§ Written request:
Swap "snow-covered ground" for "snowy field" in the records, beginning at the line that has "snow-covered ground --all-instances" and stopping after the line that has "Provide the mask of every instance of the snow-covered". Give back only those lines, with everything else left unchanged.

§ Given data:
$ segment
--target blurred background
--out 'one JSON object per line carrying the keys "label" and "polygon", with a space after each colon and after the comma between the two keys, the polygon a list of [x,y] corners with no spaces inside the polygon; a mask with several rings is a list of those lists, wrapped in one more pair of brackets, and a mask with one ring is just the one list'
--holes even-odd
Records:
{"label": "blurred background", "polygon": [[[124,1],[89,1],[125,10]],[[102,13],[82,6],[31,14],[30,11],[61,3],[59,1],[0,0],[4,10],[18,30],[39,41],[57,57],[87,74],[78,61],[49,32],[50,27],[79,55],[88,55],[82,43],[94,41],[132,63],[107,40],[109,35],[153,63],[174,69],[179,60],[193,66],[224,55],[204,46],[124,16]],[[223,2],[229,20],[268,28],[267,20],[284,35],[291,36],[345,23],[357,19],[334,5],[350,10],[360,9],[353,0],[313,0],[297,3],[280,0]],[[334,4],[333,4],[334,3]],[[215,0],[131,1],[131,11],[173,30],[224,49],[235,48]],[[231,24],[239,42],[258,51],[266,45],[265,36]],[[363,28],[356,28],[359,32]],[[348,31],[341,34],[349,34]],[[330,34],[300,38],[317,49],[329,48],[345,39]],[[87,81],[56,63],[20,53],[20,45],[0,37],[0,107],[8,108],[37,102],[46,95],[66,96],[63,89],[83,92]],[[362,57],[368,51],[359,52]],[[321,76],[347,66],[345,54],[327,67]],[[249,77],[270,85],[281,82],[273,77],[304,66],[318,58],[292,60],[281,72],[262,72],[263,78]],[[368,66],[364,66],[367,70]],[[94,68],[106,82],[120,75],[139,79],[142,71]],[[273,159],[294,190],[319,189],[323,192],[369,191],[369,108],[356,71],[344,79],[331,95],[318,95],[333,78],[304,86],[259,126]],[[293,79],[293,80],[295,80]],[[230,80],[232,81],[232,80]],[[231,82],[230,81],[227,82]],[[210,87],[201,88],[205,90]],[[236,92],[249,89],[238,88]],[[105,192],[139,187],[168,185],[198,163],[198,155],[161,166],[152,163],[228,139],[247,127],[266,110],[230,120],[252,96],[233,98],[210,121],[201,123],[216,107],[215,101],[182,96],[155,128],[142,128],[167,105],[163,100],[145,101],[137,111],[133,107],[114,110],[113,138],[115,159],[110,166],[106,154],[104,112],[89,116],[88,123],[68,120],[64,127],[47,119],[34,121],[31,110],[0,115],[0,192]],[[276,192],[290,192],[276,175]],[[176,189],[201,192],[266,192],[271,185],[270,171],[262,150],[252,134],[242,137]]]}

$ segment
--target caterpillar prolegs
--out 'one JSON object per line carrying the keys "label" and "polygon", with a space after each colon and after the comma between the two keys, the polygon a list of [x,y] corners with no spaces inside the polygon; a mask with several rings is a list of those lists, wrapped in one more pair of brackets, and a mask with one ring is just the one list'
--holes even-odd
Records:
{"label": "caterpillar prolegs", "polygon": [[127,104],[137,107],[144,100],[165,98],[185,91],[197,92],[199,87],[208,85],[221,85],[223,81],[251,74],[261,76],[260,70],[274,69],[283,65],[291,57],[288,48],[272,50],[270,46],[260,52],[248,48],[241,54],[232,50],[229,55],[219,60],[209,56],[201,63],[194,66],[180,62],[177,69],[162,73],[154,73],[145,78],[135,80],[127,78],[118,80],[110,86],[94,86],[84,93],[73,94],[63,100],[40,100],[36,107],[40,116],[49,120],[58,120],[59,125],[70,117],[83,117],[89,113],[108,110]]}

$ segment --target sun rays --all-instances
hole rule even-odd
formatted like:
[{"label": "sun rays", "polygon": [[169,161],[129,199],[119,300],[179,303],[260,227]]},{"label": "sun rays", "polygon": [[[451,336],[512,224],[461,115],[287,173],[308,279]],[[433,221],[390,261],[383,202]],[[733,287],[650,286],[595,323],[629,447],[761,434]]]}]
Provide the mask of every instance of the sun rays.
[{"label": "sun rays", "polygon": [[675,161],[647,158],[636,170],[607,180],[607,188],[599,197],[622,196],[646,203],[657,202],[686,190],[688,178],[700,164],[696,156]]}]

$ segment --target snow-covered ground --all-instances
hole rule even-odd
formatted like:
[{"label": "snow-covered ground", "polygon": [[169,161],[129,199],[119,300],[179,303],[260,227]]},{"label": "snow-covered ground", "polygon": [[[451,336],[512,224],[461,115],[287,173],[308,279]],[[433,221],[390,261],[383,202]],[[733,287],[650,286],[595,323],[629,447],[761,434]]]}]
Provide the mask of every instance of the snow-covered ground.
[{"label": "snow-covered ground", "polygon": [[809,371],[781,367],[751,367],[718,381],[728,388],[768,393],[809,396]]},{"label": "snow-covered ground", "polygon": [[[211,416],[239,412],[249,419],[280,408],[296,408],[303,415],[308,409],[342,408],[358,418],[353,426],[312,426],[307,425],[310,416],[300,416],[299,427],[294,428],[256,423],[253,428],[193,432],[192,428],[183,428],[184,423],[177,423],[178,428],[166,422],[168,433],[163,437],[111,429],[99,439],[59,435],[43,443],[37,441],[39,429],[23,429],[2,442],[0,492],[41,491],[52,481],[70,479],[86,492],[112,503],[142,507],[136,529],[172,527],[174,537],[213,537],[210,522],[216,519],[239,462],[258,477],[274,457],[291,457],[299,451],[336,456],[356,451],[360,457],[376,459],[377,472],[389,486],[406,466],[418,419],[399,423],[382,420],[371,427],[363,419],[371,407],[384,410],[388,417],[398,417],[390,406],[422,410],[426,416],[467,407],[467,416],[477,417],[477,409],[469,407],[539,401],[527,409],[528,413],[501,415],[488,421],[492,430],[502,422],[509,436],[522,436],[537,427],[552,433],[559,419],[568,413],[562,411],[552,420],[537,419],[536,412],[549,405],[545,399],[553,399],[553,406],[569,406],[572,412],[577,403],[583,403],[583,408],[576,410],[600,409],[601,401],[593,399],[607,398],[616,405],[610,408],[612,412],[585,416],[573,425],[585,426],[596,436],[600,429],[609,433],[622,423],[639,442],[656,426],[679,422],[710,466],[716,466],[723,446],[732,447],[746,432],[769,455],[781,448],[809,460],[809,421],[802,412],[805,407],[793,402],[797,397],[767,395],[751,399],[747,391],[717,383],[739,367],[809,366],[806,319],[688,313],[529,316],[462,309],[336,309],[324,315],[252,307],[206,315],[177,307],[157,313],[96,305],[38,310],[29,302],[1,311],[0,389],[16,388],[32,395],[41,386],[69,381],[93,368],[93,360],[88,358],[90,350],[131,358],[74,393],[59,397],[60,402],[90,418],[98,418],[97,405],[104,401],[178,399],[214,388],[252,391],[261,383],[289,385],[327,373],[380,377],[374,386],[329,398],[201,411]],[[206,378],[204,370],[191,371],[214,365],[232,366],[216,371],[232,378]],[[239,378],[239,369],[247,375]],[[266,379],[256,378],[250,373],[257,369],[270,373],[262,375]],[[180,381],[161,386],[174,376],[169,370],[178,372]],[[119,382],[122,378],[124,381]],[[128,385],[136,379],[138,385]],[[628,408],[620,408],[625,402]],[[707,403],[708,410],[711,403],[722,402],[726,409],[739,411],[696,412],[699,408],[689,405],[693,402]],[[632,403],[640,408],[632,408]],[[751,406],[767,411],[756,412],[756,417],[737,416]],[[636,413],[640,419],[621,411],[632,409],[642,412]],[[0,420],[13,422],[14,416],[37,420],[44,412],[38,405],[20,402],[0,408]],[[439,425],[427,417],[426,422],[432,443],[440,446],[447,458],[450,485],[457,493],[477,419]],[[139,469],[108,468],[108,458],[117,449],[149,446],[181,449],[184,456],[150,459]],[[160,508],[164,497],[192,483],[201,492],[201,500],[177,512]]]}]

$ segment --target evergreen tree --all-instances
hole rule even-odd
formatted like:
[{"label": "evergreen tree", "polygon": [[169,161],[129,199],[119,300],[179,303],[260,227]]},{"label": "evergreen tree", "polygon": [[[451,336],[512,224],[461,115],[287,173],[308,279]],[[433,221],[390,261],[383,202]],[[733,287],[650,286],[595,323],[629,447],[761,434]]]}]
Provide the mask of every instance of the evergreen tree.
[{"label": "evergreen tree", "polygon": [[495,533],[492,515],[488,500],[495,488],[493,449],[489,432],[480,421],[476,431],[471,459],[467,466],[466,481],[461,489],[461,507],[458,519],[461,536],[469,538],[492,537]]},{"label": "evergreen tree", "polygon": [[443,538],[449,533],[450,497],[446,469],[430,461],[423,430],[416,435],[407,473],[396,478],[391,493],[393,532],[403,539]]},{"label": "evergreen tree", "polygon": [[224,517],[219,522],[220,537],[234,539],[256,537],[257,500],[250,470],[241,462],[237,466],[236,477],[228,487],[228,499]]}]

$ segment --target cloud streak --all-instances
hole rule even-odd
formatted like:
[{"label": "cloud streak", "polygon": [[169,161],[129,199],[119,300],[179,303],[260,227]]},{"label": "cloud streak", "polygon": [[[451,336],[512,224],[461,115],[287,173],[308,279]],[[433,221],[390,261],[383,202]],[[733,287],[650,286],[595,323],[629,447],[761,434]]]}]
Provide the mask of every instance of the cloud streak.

§ Solution to this exercise:
$ segment --target snowy field --all-instances
hole rule even-odd
formatted like:
[{"label": "snowy field", "polygon": [[169,161],[129,199],[119,300],[179,303],[260,227]]},{"label": "snowy field", "polygon": [[[451,336],[512,224],[461,115],[287,173],[308,279]],[[433,221],[390,261],[383,202]],[[733,287],[650,286],[595,323],[629,447],[761,434]]]}]
Provide the mask of every instance of the snowy field.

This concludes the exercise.